==== Excerpted data ====

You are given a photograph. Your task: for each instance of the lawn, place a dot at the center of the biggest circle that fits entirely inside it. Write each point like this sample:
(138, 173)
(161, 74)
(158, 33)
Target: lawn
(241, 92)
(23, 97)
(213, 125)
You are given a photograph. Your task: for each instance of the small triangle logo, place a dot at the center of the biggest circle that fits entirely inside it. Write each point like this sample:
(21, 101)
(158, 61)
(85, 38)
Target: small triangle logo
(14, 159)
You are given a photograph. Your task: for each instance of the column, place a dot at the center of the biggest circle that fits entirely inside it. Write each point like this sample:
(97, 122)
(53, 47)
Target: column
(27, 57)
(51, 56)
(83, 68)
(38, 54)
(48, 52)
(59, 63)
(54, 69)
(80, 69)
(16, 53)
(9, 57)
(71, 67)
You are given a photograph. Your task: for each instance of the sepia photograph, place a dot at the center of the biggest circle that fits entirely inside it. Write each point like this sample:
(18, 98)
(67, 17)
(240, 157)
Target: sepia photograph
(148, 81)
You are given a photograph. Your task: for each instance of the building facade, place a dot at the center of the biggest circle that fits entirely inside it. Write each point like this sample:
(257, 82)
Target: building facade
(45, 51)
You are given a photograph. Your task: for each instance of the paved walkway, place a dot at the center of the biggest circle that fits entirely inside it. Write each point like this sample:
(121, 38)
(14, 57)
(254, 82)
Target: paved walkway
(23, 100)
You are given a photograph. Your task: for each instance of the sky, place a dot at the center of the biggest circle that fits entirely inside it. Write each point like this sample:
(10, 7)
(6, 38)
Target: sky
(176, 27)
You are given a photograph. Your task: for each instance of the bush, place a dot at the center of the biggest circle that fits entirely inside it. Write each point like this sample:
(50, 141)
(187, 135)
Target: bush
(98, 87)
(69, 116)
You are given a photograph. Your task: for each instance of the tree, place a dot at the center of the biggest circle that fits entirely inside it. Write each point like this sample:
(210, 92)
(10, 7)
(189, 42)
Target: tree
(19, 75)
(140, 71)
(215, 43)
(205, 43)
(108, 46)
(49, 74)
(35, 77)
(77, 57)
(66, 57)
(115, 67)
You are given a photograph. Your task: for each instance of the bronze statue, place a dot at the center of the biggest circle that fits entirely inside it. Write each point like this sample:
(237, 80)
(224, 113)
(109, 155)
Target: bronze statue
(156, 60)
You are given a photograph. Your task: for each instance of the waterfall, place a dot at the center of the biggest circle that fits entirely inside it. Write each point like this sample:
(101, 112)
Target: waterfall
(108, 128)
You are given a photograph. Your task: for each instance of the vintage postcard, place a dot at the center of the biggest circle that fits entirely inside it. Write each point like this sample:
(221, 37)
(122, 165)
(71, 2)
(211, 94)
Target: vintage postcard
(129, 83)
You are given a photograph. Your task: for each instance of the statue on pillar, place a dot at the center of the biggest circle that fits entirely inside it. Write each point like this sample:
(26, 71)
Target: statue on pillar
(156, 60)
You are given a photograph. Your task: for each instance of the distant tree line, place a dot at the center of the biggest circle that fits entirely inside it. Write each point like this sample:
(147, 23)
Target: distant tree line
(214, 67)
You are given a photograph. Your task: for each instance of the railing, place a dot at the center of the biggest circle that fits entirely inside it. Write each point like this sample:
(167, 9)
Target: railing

====

▶ [Work item] Copy every line of the listing that includes the string "railing".

▶ [Task output]
You are given a photograph. Your task: for each instance of the railing, place a dot at the center of the biggest circle that fits entirely inside it. Write each point like this sample:
Target: railing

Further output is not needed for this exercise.